··· Document segment

The crimes committed during this war have never been investigated before – the Spanish simply decided to draw a curtain over the entire Franco period.  But the buried legacy of this war festers.  I lived in an elegant little village on the Spanish Mediterranean with my husband for ten years until 1997, and although the Spanish did not talk to us foreign expatriates about it, you kept smelling it.  It’s still there.

It’s there in the desolate lighthouse with the coffee shop where only foreigners go.  Because the locals know that’s where men and women were given the choice between being shot and jumping off the cliff to where the waters crashed on the rocks 100 feet below.

It’s there in the villa in the market square where the shutters are closed and the doors locked and where nobody has lived since the occupants were removed and shot some 70 years ago.

It’s in the remains of General Franco’s luxury vacation villa that stands abandoned and pillaged on the bluff overlooking the sea.

It was there whenever General Franco’s doctor came to his own villa for vacation, because the Guardia kept a 24-hour guard when he was in residence.

It is there on the pock-marked walls of the Catholic Church and the Town Hall, where the two sides in the war shot at each other.

It is there in the quite enmity between various neighbours who, inexplicably to the outsider, will not speak to each other.

There is no statute of limitations on crimes against humanity.  And that is right.  Because there is no statute of limitation on the bitterness and resentment and anger that rages when injustice has never been acknowledged and forgiveness offered.

······
··· Raw data

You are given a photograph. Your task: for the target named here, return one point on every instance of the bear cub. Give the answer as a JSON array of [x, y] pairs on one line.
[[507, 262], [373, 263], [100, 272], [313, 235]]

······

Reproduce verbatim the section of the passage on Spain's buried war legacy that opens with the words containing "It’s there in the desolate" and closes with "70 years ago.".

It’s there in the desolate lighthouse with the coffee shop where only foreigners go.  Because the locals know that’s where men and women were given the choice between being shot and jumping off the cliff to where the waters crashed on the rocks 100 feet below.

It’s there in the villa in the market square where the shutters are closed and the doors locked and where nobody has lived since the occupants were removed and shot some 70 years ago.